* Tasks to complete *
**A)** In the Laz Barrera text, at which racetrack in Mexico City did Barrera race horses after moving to Mexico?
**B)** Rewrite the part of the Laz Barrera text starting at "Lazaro Sosa Barrera" and ending at "respected young trainers.", swapping "brothers" for "siblings".
--- start of Text to read ---
Lazaro Sosa Barrera (May 8, 1924 – April 25, 1991) was a Cuban-born American Hall of Fame thoroughbred racehorse trainer.

Born in Havana, "Laz" Barrera was one of nine brothers who went on to become involved in thoroughbred horse racing in the United States. While in his teens, he began working at a racetrack in his native Cuba and within a few years was one of the country's most respected young trainers.

Seeking increased opportunities in a larger market, in the 1940s Barrera moved to Mexico to race horses at the Hipodromo de las Americas in Mexico City. There, he met California-based trainer Hal King, who encouraged him to come to the United States. Barrera did, and in 1971 trained his first American Stakes race winner. In the ensuing years he built a solid reputation and in late 1975 was given Bold Forbes to train who had been that year's Puerto Rican two-year-old thoroughbred sprint champion. Racing in the U.S. in 1976 under jockey Ángel Cordero Jr., Bold Forbes won several important races for Barrera including the Wood Memorial Stakes in record time. He went on to win the most prestigious race of all, the Kentucky Derby, finished third in the Preakness Stakes and, for a converted sprinter, pulled off a dramatic win in the 1½ mile long Belmont Stakes.
--- end of Text to read ---
--- start of Data records ---
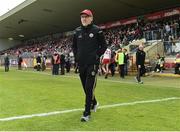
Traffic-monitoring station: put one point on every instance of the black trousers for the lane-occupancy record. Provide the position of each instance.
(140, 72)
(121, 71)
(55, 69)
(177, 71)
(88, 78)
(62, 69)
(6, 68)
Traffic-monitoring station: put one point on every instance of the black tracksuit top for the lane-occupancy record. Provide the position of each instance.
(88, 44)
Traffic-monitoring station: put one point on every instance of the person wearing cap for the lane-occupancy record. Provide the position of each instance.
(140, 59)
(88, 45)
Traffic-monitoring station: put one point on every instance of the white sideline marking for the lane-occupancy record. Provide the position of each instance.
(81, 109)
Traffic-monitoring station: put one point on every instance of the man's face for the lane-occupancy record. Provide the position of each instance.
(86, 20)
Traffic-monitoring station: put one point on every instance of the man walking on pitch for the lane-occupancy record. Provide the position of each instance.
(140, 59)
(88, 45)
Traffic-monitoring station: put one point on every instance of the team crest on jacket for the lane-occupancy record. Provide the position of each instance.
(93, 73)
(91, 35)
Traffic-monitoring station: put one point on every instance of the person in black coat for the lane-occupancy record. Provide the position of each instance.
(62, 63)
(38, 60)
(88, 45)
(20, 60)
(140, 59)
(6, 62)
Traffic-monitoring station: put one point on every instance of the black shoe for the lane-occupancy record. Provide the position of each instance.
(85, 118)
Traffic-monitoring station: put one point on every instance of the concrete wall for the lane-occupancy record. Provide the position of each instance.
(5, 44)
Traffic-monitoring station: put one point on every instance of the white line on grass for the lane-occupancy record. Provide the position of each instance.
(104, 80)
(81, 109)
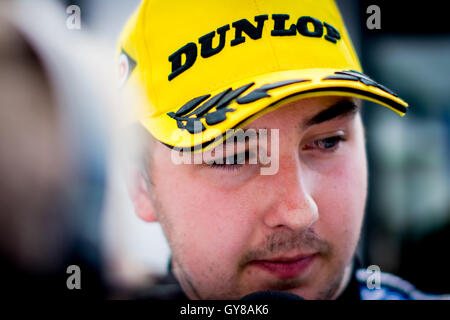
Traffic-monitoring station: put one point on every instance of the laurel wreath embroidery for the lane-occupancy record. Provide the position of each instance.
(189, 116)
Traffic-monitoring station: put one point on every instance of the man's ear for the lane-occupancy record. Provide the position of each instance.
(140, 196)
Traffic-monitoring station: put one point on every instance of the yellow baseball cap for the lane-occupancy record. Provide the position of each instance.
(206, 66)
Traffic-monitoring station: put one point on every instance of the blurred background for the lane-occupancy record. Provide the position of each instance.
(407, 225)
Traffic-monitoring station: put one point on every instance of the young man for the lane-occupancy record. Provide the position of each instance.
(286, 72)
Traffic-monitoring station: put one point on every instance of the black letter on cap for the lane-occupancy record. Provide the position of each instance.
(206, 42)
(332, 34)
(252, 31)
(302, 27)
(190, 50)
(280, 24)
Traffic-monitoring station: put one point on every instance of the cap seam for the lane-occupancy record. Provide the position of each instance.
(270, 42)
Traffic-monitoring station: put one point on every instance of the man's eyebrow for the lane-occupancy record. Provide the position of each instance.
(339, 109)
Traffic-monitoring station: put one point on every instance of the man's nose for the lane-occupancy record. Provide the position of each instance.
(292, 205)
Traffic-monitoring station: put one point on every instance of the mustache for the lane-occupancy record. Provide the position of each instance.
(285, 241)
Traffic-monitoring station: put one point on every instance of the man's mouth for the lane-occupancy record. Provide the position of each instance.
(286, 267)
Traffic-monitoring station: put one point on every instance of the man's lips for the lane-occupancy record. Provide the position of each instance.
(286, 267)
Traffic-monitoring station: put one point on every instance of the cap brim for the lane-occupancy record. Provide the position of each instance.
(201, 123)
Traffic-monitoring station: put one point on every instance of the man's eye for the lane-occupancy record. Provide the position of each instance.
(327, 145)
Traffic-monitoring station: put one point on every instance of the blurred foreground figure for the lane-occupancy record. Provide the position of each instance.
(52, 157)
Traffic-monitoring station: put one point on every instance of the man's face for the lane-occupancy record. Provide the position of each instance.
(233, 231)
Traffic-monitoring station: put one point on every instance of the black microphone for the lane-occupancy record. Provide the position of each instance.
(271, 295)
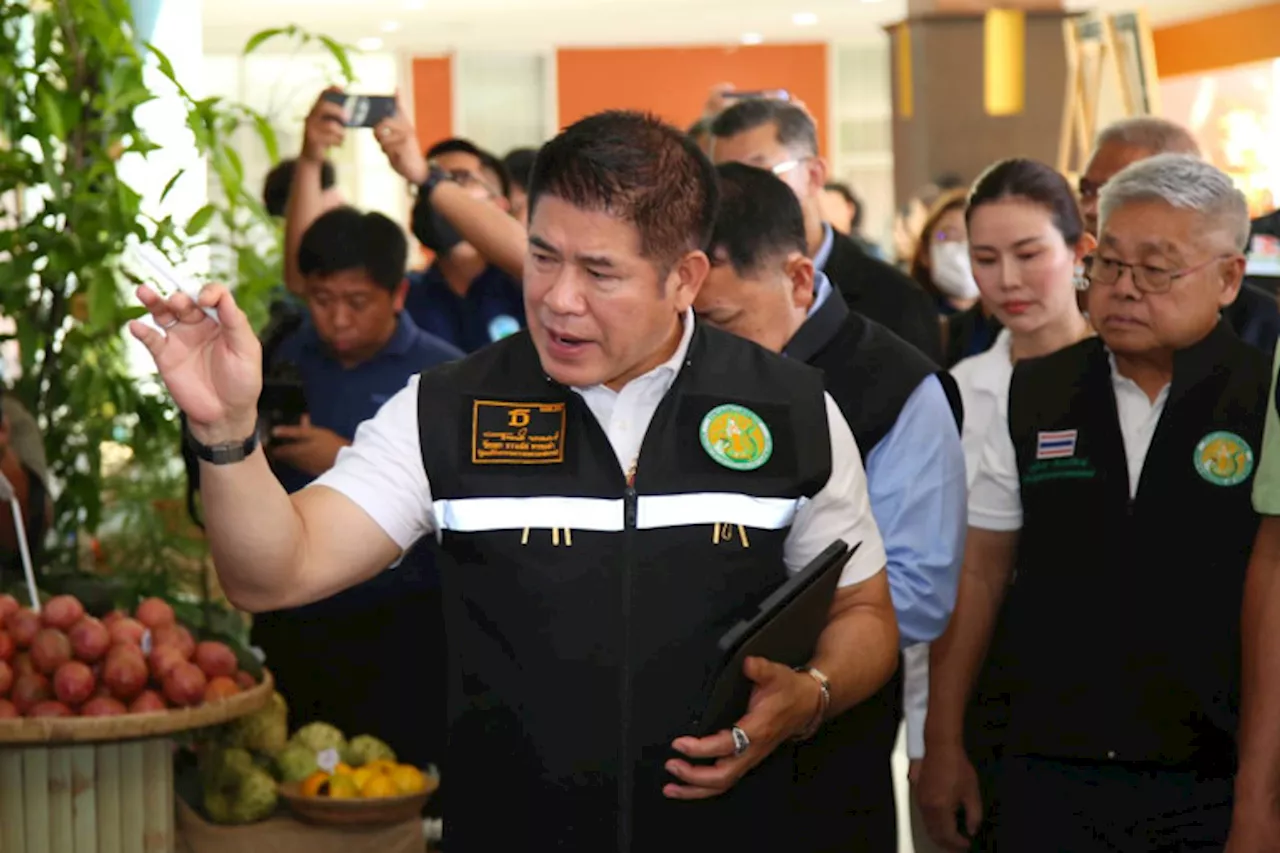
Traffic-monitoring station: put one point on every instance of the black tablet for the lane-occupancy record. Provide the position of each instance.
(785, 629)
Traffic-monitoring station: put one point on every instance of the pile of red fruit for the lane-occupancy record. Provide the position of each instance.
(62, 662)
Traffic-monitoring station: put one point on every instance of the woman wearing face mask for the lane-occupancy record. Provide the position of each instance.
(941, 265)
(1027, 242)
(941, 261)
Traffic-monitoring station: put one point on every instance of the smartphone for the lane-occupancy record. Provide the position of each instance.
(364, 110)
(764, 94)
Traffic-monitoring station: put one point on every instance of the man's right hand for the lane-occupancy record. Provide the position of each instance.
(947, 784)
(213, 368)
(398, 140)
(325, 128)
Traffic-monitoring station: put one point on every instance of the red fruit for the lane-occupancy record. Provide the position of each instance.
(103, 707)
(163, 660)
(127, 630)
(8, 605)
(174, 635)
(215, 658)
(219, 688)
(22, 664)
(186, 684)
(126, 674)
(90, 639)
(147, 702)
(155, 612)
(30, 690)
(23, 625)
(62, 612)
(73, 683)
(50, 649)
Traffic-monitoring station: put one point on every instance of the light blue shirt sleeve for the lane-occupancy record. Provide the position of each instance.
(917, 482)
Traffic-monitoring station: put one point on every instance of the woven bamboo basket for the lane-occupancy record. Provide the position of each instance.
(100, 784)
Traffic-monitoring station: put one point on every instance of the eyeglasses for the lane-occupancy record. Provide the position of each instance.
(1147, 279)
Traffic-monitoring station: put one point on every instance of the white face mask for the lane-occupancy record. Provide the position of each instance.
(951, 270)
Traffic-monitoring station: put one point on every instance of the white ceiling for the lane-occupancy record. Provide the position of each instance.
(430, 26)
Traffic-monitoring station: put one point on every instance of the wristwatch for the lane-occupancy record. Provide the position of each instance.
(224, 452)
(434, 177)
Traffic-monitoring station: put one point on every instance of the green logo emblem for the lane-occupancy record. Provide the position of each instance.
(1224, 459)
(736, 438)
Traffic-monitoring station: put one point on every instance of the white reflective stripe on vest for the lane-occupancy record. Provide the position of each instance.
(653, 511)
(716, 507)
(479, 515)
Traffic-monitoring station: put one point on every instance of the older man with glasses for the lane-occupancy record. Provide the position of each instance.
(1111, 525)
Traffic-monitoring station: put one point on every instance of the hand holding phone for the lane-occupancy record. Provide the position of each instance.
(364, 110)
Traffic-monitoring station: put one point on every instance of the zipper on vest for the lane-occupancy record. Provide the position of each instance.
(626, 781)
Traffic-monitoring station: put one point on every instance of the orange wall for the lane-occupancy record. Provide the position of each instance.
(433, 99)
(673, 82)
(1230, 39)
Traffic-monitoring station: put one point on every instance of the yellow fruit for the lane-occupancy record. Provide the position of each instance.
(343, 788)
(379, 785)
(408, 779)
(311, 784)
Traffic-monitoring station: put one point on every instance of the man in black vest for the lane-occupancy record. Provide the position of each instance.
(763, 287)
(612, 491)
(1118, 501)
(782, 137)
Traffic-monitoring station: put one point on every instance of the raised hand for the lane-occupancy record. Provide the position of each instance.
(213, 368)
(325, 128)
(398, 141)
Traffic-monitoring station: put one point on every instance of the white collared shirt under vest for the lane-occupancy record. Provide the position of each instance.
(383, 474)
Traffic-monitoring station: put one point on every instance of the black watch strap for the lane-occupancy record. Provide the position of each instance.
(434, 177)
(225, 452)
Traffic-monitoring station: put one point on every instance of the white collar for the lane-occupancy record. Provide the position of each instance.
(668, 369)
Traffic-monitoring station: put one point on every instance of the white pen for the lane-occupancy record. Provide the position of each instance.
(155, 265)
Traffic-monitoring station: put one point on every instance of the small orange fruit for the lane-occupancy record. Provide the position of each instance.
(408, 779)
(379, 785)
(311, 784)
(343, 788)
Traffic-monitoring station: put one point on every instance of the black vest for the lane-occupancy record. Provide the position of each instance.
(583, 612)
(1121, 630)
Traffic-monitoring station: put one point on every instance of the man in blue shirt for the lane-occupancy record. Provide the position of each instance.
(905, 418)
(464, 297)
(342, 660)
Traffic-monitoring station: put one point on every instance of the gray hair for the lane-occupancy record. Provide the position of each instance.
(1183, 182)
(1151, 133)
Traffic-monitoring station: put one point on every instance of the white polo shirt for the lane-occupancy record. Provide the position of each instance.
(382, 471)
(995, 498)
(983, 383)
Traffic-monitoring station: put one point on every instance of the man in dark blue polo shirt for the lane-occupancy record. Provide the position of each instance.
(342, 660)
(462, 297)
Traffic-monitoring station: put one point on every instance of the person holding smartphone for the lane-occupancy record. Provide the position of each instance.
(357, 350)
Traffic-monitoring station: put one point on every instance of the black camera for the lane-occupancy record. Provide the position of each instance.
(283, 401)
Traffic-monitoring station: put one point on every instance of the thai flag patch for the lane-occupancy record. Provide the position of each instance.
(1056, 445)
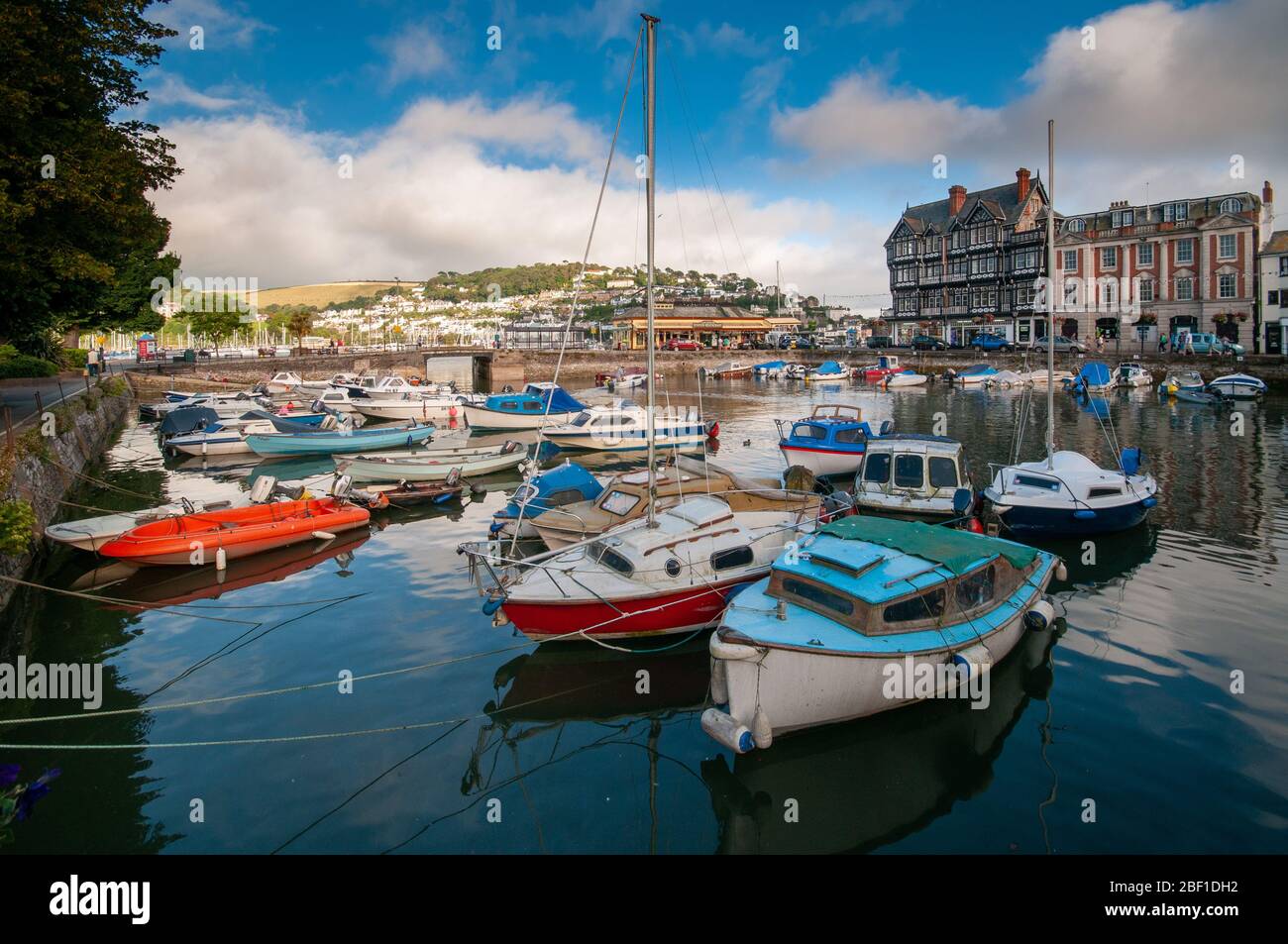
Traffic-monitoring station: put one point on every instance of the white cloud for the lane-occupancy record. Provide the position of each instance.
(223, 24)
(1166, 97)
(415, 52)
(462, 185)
--- end of Data records ---
* Answers to the exercises *
**A)** The Hipodromo de las Americas.

**B)**
Lazaro Sosa Barrera (May 8, 1924 – April 25, 1991) was a Cuban-born American Hall of Fame thoroughbred racehorse trainer.

Born in Havana, "Laz" Barrera was one of nine siblings who went on to become involved in thoroughbred horse racing in the United States. While in his teens, he began working at a racetrack in his native Cuba and within a few years was one of the country's most respected young trainers.